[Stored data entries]
- - - -
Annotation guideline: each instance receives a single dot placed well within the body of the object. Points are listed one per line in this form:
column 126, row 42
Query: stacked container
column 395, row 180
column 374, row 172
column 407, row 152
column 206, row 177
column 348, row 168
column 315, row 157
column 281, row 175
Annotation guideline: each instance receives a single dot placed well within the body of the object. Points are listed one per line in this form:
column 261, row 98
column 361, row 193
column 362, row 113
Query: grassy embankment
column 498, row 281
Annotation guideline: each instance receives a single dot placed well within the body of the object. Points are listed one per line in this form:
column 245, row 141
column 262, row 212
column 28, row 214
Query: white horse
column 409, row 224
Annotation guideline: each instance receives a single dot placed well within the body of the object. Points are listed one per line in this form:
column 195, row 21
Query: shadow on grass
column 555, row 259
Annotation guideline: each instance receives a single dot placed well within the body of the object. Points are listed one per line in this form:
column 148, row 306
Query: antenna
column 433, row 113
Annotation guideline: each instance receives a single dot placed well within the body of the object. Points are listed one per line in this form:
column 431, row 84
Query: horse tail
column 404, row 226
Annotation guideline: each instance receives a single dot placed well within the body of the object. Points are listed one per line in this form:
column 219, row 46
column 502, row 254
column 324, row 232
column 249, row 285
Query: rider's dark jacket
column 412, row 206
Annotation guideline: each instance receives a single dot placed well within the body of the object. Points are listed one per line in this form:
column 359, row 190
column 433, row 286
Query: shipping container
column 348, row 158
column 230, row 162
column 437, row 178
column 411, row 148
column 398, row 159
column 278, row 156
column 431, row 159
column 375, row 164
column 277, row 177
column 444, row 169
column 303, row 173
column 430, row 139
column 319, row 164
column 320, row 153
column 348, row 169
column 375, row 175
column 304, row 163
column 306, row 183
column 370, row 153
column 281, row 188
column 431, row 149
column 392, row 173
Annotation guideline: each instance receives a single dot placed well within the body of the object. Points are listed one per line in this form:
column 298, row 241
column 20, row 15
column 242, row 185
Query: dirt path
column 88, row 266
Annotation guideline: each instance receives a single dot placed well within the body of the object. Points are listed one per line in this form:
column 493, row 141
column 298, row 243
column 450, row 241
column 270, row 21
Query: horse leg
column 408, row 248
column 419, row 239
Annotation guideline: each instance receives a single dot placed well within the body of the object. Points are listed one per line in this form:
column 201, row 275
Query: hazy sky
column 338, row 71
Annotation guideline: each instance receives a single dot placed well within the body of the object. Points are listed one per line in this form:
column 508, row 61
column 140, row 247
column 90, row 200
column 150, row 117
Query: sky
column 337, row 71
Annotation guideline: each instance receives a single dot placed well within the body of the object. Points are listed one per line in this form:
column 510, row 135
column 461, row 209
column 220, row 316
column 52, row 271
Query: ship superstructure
- - - -
**WHAT YOU WILL DO:** Beginning with the opening line above, retype the records exactly through the line with "column 262, row 212", both ends included.

**WRITTEN REPLY:**
Annotation guideline: each instance receives a single dot placed well within the body of the object. Points are listed one per line in this form:
column 126, row 42
Query: stacked container
column 395, row 180
column 374, row 172
column 407, row 152
column 206, row 177
column 348, row 168
column 315, row 157
column 281, row 175
Annotation guideline: each instance receives a single dot placed well within the body of the object. Points are listed one per line in this form:
column 261, row 98
column 361, row 193
column 362, row 113
Query: grassy embankment
column 498, row 281
Annotation guideline: each instance receives a single dot placed well within the body of the object. Points are listed one per line in this form:
column 245, row 141
column 262, row 212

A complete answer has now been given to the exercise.